BRIEF:
Output nothing but the line containing "Expected output format" and the lines after it through the end of the material below, each reproduced exactly.

▽

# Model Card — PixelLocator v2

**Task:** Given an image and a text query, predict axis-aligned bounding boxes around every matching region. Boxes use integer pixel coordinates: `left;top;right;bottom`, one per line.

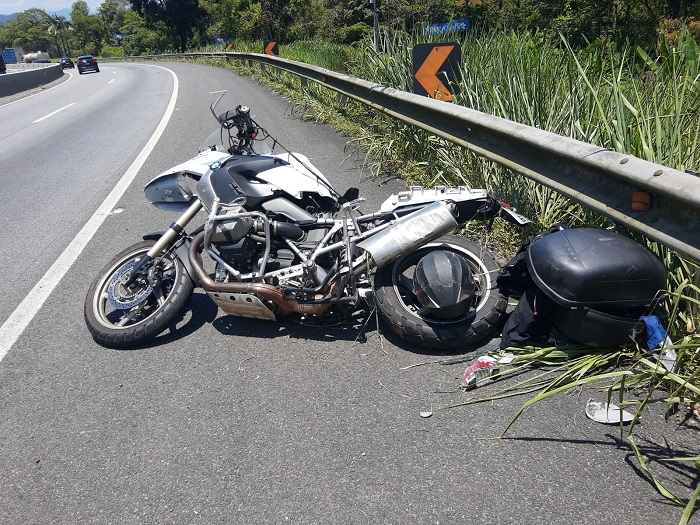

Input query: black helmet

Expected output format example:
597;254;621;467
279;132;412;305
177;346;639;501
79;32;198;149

413;250;476;318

△

OUTPUT OF THE TASK:
Expected output format example:
597;254;621;467
279;132;412;305
177;346;639;501
79;32;198;149

413;250;476;318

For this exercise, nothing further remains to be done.